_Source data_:
----------------------------------------

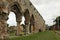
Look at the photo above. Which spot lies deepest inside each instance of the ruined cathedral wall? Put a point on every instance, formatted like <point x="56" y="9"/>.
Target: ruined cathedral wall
<point x="39" y="21"/>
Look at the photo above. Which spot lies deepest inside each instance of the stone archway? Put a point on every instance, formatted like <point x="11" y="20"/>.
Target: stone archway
<point x="15" y="7"/>
<point x="27" y="20"/>
<point x="3" y="19"/>
<point x="32" y="24"/>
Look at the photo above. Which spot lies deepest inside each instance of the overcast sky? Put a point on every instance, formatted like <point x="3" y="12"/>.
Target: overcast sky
<point x="49" y="9"/>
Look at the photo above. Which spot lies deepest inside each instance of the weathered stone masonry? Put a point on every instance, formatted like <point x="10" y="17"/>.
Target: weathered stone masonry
<point x="33" y="20"/>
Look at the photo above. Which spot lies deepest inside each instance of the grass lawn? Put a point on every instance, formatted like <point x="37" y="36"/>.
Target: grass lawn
<point x="47" y="35"/>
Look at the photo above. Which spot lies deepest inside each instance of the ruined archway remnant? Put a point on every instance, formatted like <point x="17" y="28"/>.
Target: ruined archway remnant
<point x="32" y="24"/>
<point x="15" y="7"/>
<point x="24" y="7"/>
<point x="27" y="20"/>
<point x="3" y="19"/>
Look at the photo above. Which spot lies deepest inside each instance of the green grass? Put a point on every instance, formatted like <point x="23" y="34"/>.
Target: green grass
<point x="47" y="35"/>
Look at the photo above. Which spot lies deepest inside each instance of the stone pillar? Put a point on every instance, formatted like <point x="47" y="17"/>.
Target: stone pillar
<point x="3" y="26"/>
<point x="3" y="30"/>
<point x="27" y="28"/>
<point x="18" y="28"/>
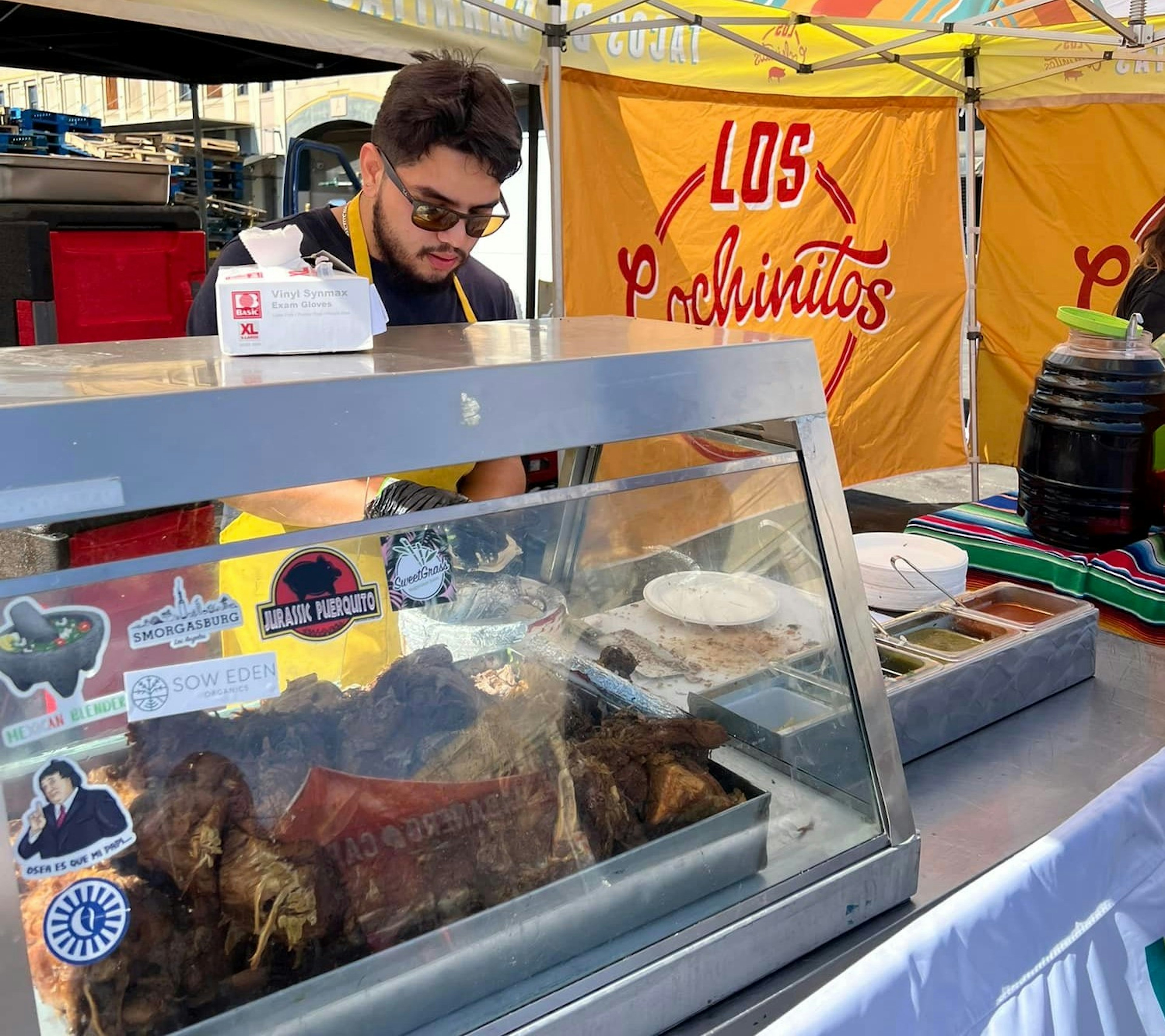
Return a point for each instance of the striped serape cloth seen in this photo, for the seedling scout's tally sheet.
(1128, 585)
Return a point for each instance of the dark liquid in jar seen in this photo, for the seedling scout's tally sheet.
(943, 640)
(1011, 612)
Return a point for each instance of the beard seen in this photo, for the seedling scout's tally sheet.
(406, 267)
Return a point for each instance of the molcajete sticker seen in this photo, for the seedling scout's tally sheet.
(317, 595)
(51, 648)
(54, 651)
(420, 569)
(70, 824)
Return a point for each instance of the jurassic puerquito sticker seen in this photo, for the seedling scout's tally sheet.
(55, 651)
(420, 569)
(317, 595)
(70, 824)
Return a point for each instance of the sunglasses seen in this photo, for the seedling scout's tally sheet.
(430, 217)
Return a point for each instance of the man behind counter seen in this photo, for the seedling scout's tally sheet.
(445, 139)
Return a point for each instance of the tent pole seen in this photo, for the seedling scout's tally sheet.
(555, 45)
(970, 117)
(534, 129)
(196, 120)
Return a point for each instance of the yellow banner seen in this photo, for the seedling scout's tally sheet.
(835, 221)
(633, 46)
(512, 47)
(1065, 189)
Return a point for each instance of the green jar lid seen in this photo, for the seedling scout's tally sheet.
(1092, 322)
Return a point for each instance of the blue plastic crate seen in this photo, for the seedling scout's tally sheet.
(26, 144)
(54, 122)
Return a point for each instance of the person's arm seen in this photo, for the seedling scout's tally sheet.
(203, 316)
(491, 479)
(334, 504)
(1149, 301)
(329, 504)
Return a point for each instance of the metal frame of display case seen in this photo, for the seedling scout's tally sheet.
(136, 426)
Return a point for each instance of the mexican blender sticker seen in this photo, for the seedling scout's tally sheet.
(70, 824)
(317, 595)
(51, 648)
(420, 569)
(87, 922)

----------------------------------------

_Task details_:
Give all the lines above again, character for character, without pictures.

_Exercise output_:
Look at the photo above. Which spot lies deepest inside each instance of the ruined cathedral wall? Put a point on every instance, formatted like <point x="56" y="9"/>.
Target: ruined cathedral wall
<point x="39" y="21"/>
Look at the photo above. Which spot lies deepest inside each instance of the stone archway? Put a point on every instance, formatted like <point x="11" y="20"/>.
Target: stone archway
<point x="15" y="7"/>
<point x="27" y="20"/>
<point x="3" y="19"/>
<point x="32" y="24"/>
Look at the photo above. Which spot lies deepest inside each instance of the overcast sky? Put a point on every instance, formatted like <point x="3" y="12"/>.
Target: overcast sky
<point x="49" y="9"/>
Look at the photo above. Which spot lies deepest inside each instance of the weathered stone masonry? Put a point on every instance, formatted like <point x="10" y="17"/>.
Target: weathered stone masonry
<point x="33" y="20"/>
Look at the photo above. Which spot lies deepest inside each instance of the grass lawn? Put a point on every instance, formatted like <point x="37" y="36"/>.
Target: grass lawn
<point x="47" y="35"/>
Look at the photo above. Which spot lies deepest inside each instance of the ruined archway remnant? Put a point on every instance, formatted like <point x="17" y="28"/>.
Target: ruined archway remnant
<point x="32" y="24"/>
<point x="15" y="7"/>
<point x="24" y="7"/>
<point x="27" y="20"/>
<point x="3" y="19"/>
Look at the photo above. Which spot lies deepest inside each instance of the green grass? Put a point on every instance, formatted like <point x="23" y="34"/>.
Target: green grass
<point x="47" y="35"/>
Look at the photo above. Which spot lies deepest inside each instance of the stone pillar? Put a point on every instance, formatted like <point x="47" y="17"/>.
Target: stone pillar
<point x="3" y="26"/>
<point x="3" y="30"/>
<point x="27" y="28"/>
<point x="18" y="28"/>
Return a point for each instance of the striped serape cloth seen in this photo, for the seedling scout's tally sheet.
(1128, 585)
Return a point for each instance of the dark liquid in jar seen in this photo, for the seedling scout's tally sheet.
(943, 640)
(1011, 612)
Return a point for each instance of the beard seen in this photo, for the seedling scout's tally sheet.
(406, 267)
Return a point for each instance of the molcajete sticker seen in this photo, for the seedling scout's tally sheet.
(317, 595)
(51, 648)
(54, 651)
(420, 569)
(70, 824)
Return a point for each instance of the jurassic puerquito sticker seen in this photo, for the seedling scout's tally sheet.
(55, 651)
(420, 569)
(317, 595)
(70, 824)
Return a point for each instance of the sunglasses seen in this photo, for the seedling scout's tally sheet.
(430, 217)
Return a point for each instance of the man behind counter seen in this photo, for the seedling scout's tally sheet.
(445, 139)
Return a point for each instance of the tent pole seen in this photo, for the seedling scout's tally sheet.
(555, 45)
(970, 117)
(534, 129)
(196, 120)
Return a point for each instance of the yellow banner seen in this photo, for the seedling scout's tally sheet.
(835, 221)
(633, 46)
(512, 47)
(1065, 189)
Return a point for each instance of the green jar lid seen in this photo, for the seedling scout's tally sheet.
(1092, 322)
Return a point for each instance of the blue plastic crate seen in this photo, for the seedling scout's tally sheet.
(26, 144)
(54, 122)
Return a point for each instance of the person's arm seen in this photo, for the seedling scout's tally sheet.
(203, 316)
(491, 479)
(334, 504)
(1149, 301)
(329, 504)
Return a point for each instance of the metal frame of display case seen in this photo, for the seedling scout's tally sheet.
(136, 426)
Return a point for each instance of the mexican blender sticker seen in this photo, for the seedling scout's tally sheet.
(70, 824)
(317, 595)
(51, 648)
(420, 569)
(87, 922)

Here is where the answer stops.